(Some records)
——————————

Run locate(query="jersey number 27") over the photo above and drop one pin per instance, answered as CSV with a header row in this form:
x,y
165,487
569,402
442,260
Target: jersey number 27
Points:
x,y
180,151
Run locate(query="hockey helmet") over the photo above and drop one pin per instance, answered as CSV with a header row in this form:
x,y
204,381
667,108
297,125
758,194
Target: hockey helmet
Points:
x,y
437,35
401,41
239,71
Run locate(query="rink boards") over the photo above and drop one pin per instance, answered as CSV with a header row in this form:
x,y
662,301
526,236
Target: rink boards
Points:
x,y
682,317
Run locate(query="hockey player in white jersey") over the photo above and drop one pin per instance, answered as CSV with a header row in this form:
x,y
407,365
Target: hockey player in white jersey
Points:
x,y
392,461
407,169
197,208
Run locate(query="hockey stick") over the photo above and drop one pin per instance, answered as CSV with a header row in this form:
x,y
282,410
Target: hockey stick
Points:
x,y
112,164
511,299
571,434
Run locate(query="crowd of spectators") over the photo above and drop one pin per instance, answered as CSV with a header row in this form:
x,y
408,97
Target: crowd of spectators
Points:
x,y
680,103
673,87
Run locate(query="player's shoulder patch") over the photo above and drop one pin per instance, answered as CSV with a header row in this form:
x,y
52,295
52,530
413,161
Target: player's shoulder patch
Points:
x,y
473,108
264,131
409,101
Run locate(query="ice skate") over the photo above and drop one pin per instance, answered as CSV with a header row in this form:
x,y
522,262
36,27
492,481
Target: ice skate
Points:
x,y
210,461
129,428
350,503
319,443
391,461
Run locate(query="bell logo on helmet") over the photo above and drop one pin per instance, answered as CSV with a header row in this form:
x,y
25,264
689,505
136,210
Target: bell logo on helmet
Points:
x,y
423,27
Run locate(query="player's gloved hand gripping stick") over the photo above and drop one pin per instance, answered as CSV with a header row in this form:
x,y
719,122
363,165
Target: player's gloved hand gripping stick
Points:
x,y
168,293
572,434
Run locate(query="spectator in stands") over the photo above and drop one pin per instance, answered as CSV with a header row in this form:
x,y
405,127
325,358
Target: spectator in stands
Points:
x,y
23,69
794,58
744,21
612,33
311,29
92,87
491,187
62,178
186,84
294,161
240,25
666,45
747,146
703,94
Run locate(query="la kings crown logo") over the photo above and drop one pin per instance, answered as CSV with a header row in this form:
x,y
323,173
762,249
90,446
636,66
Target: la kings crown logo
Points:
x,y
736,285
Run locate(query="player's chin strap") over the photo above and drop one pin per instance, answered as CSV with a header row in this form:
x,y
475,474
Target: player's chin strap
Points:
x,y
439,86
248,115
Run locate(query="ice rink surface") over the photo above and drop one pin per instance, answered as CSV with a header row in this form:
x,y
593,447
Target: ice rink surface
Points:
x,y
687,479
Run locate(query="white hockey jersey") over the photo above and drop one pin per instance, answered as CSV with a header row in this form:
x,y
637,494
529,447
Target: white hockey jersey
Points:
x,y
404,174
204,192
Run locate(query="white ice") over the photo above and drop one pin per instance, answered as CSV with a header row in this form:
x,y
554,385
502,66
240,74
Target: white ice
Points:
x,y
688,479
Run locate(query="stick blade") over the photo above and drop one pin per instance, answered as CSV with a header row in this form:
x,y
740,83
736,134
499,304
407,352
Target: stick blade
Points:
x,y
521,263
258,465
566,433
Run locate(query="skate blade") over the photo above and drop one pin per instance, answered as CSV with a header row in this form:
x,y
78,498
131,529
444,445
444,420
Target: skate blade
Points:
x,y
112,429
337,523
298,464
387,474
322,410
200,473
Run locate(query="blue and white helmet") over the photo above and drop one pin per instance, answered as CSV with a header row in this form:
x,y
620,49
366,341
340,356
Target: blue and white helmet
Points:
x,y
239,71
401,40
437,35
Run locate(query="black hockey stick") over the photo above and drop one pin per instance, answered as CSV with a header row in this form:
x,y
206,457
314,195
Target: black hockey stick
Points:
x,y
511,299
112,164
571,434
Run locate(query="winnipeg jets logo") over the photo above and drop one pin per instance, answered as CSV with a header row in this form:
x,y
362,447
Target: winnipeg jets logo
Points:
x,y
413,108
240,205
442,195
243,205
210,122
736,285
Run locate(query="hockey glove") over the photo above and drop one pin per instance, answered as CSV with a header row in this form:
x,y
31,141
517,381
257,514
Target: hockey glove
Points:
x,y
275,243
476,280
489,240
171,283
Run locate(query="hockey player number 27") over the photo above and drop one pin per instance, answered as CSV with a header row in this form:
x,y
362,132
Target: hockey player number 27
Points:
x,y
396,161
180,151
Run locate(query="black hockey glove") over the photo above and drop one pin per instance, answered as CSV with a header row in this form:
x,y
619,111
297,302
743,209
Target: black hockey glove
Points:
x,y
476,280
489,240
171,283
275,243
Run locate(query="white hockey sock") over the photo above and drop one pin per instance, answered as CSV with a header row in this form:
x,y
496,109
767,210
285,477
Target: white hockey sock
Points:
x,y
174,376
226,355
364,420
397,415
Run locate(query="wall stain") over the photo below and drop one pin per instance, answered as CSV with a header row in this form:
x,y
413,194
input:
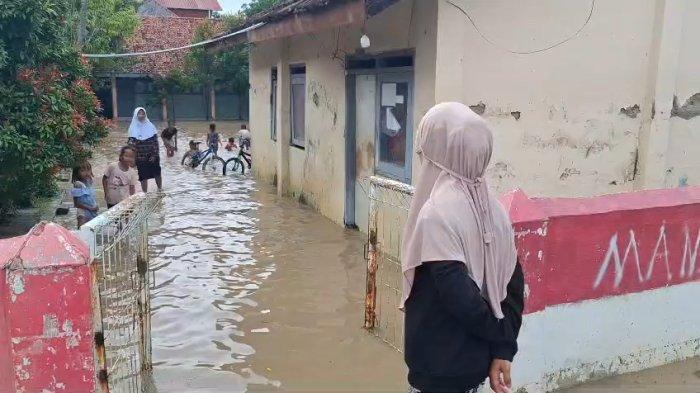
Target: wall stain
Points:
x,y
633,169
501,170
479,108
568,172
689,110
553,143
631,111
321,98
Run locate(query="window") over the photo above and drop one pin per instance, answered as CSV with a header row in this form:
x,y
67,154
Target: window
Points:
x,y
298,105
273,104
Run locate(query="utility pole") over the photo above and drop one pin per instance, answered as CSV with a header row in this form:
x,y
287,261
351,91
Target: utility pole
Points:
x,y
82,26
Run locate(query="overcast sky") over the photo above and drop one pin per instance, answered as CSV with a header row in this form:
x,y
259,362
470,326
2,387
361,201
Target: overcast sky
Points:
x,y
231,5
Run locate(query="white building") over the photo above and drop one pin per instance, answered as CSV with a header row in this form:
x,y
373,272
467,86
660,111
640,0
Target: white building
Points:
x,y
585,97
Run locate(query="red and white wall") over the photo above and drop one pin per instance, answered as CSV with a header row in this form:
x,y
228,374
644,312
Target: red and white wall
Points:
x,y
612,284
47,340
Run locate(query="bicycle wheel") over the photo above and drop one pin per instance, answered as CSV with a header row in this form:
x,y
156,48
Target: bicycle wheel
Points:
x,y
214,164
236,165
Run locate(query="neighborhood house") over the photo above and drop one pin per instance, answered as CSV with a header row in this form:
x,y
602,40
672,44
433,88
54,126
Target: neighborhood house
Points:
x,y
337,89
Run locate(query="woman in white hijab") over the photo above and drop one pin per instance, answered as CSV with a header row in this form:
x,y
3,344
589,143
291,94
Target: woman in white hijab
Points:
x,y
463,288
143,136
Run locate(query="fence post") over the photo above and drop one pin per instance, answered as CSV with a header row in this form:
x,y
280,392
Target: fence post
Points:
x,y
371,291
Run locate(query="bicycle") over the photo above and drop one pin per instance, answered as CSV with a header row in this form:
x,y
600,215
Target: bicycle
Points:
x,y
238,162
210,161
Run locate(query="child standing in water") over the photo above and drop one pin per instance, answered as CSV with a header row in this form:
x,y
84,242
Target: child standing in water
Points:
x,y
120,179
169,136
83,193
213,139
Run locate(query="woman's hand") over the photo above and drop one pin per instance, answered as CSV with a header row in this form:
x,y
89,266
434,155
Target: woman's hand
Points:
x,y
499,376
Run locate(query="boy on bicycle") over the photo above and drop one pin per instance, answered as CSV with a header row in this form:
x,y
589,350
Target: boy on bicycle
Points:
x,y
194,150
213,139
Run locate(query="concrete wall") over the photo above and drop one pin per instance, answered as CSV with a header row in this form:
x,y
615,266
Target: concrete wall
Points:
x,y
317,173
594,269
570,120
684,139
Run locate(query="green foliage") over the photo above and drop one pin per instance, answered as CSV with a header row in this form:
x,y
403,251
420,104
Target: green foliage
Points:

——————————

Problem statement:
Could you repeat all of the material exactly? Pictures should not be copied.

Result of the exercise:
Run locate(query="jersey number 27") over the photo above and drop one pin per instance, answered as CSV with a header row in this form:
x,y
165,487
569,402
442,260
Target: jersey number 27
Points:
x,y
180,151
Run locate(query="hockey helmet") over the photo above and drop one pin per instance, answered as CSV with a header row in this form:
x,y
204,381
667,108
297,125
758,194
Target: hockey helmet
Points:
x,y
437,35
401,41
239,71
Run locate(query="rink boards") over the photo above and drop one pin per instance, answered as CSV with a header row in this form:
x,y
662,301
526,236
Target: rink boards
Points:
x,y
682,317
Run locate(query="hockey player in white jersey") over the photo above and drop one pin per instance, answered as CSV with a header row in this form:
x,y
407,365
Target: hockey player in white jersey
Points:
x,y
392,461
407,169
197,208
Run locate(query="hockey stick") over the photo above and drop one pin per instance, answered as CSV with a header row in this form:
x,y
282,410
Target: hockey stick
Points:
x,y
112,164
511,299
571,434
Run locate(query="crowd of spectators") over the photo above and drop one pin per instance, answered as CSV with a header row in this form:
x,y
408,97
Target: crowd of spectators
Points:
x,y
680,103
673,87
Run locate(query="player's shoulder patch") over the photo above and drop one pin per instance, answered as CSV with a header row in this form:
x,y
52,295
52,530
413,161
Target: player's shoulder patch
Points:
x,y
473,108
264,131
409,101
Run locate(query="ice skate") over the photo above and drop one pin per instance, answered as CSV with a header row in this form:
x,y
522,262
36,27
492,481
Target: ice skate
Points:
x,y
210,461
129,428
350,503
319,443
391,461
Run locate(query="bell logo on helmet") over the photo above and drop one pin per instance, answered as CSV with a header row in this form:
x,y
25,264
689,505
136,210
Target: bell logo on helmet
Points:
x,y
423,27
Run locate(query="player's gloved hand gripping stick") over the photo above and drop one pin per instance, answered as CSV with a header row in this form:
x,y
719,122
363,165
Target: player's gloved hand gripping stick
Points:
x,y
168,293
572,434
Run locate(query="spectator in stands") over the photo above and drop one pin per instance, answered as CSV with a header row in this form:
x,y
405,127
325,358
Target: spectator in stands
Points:
x,y
23,69
794,58
744,21
612,33
311,29
92,87
491,187
62,178
186,84
294,161
240,25
666,45
747,146
703,94
Run locate(query="la kings crown logo") over the photo above and drop one pin per instance, answered as CSV with a header row in this form:
x,y
323,173
762,249
90,446
636,66
Target: la kings crown logo
Points:
x,y
736,285
Run locate(query="player's chin strap") over the photo above and drop one pin per instance, answered as CSV with a header row in this form:
x,y
475,474
Target: player's chin strap
Points:
x,y
439,86
248,115
Run locate(query="ice rink surface") over the photo above and drop one pin per instance, answered as CSV with a header row in this form:
x,y
593,447
Target: ice rink surface
Points:
x,y
687,479
Run locate(query="white hockey jersey") over the photo above and drop one pin per instance, answered as CSV with a header row in this form:
x,y
637,494
529,447
Target: white hockey jersey
Points:
x,y
404,174
204,192
Run locate(query="white ice") over the photo above and drop one pin per instance, answered as CSV with a header row in this form:
x,y
554,385
502,66
240,74
Target: white ice
Points:
x,y
688,479
Run locate(query="stick blade") over the photo above and drop one pin per instance, answered as CSV with a header row in this form:
x,y
740,83
736,134
499,304
407,352
Target: stick blade
Points:
x,y
521,263
258,465
566,433
Run locate(query="skate blade") over the photo above and drop one pin per instance, answered as CSV with a header row in this form:
x,y
78,498
131,529
444,445
444,420
Target: skate blade
Points:
x,y
112,429
337,523
298,464
387,474
322,410
200,473
Run locate(query="blue and white helmet") over the photo above and drop one pin per instance, answered as CSV with a header row in this form:
x,y
620,49
366,341
340,356
Target: blue and white helmet
Points:
x,y
239,71
401,40
437,35
Run locate(query="black hockey stick") over the photo above and drop one pin per instance, answered as CSV with a header row in this form:
x,y
206,457
314,195
Target: black hockey stick
Points:
x,y
511,299
112,164
571,434
Run locate(query="winnipeg jets logo") over the photo above and drop one pin per instance, answered as CSV with a header row in this form:
x,y
362,447
Target: winnipeg jets logo
Points:
x,y
413,108
240,205
442,195
243,205
210,122
736,285
Run locate(query="hockey glove") over the photo above and drop one pin per instance, answered as CSV with a header row in this form:
x,y
31,141
517,381
257,514
Target: hockey glove
Points:
x,y
275,243
476,280
489,240
171,283
Run locate(query="hockey player number 27") over the photo above and drop one pin per instance, answered as CSV with a header row in this form:
x,y
362,132
Target: hockey player number 27
Points:
x,y
396,161
180,151
Run locate(query="black hockey glove") over the photo above and drop one pin per instance, answered as CSV with a header row in this form:
x,y
619,111
297,302
743,209
Target: black hockey glove
Points:
x,y
476,280
489,240
171,283
275,243
Run locate(query="white hockey sock") over the photo above and drop one pin per instance, answered as CSV with a header row in this form:
x,y
496,109
767,210
285,477
Target: white hockey sock
Points:
x,y
174,376
226,355
364,420
397,415
Run locate(query="wall stain") over the photo below and drop one pin per instance, answered as CSV with a header row in this form:
x,y
413,194
input:
Target: wall stain
Points:
x,y
633,169
501,170
479,108
568,172
689,110
553,143
631,111
321,98
Run locate(query="window") over the photo above and drop one pin per instance, answered as CSV with a header row in this form:
x,y
67,154
Target: window
Points:
x,y
298,105
273,104
Run locate(query="utility pole") over the photo above and drop one pin per instance, answered as CSV with a header row in this form:
x,y
287,261
351,91
Target: utility pole
Points:
x,y
82,26
Run locate(query="overcast sky") over the photo above and drop one pin per instance, answered as CSV with a header row in this form:
x,y
259,362
470,326
2,387
361,201
Target: overcast sky
Points:
x,y
231,5
Run locate(query="white building") over the photo above and drop one pin per instance, answered as CSV with a header row in this form:
x,y
373,272
467,86
660,111
640,0
Target: white building
Points:
x,y
585,97
Run locate(query="red and white wall") over the photo above and drop one pin per instance, answered as CSV with a header row in this form:
x,y
228,374
644,312
Target: red and white wall
Points:
x,y
612,284
47,340
Run locate(query="bicycle wheel") over the photo above and drop one pin per instance, answered as CSV with a header row in this form:
x,y
156,48
Target: bicycle wheel
Points:
x,y
214,164
236,165
Run locate(query="neighborhood house") over the photo above and drop one pin per instance, answered as CSV with a header row in this form:
x,y
602,40
672,44
433,88
54,126
Target: neighborhood house
Points:
x,y
337,89
Run locate(query="woman in white hijab") over the photo above and drop one pin per instance, answered as CSV with a header row in this form:
x,y
3,344
589,143
291,94
Target: woman in white hijab
Points:
x,y
463,288
143,136
Run locate(query="fence post") over the photo above and drop one pin per instance, answered as CSV with a header row in this form:
x,y
280,392
Target: fence post
Points:
x,y
371,291
Run locate(query="bicycle") over the photo above and drop one pin per instance, answered as CSV with a header row in this form:
x,y
600,215
Target: bicycle
Points:
x,y
238,162
210,161
Run locate(query="child standing in water") over the photo above and drop one pin per instance, answered as CSV with a header row in this form:
x,y
84,242
Target: child standing in water
Points:
x,y
120,179
169,136
83,193
213,139
Run locate(query="woman's hand") over the photo above and drop one pin per instance, answered as CSV with a header row in this form:
x,y
89,266
434,155
Target: woman's hand
Points:
x,y
499,376
Run locate(query="boy on bicycle") over the photo above and drop one pin per instance, answered as CSV with a header row in this form:
x,y
589,350
Target: boy on bicycle
Points:
x,y
194,150
213,139
Run locate(query="concrete wall") over the photo above and drop one pin per instance, answered as CSV with a header row in this form:
x,y
615,266
Target: concrete wall
Points:
x,y
317,173
594,269
570,120
684,139
Run locate(query="green foliage") over the photo above and drop one pin per instance, answered as CSV with a header row in this form:
x,y
403,251
420,104
Target: green foliage
Points:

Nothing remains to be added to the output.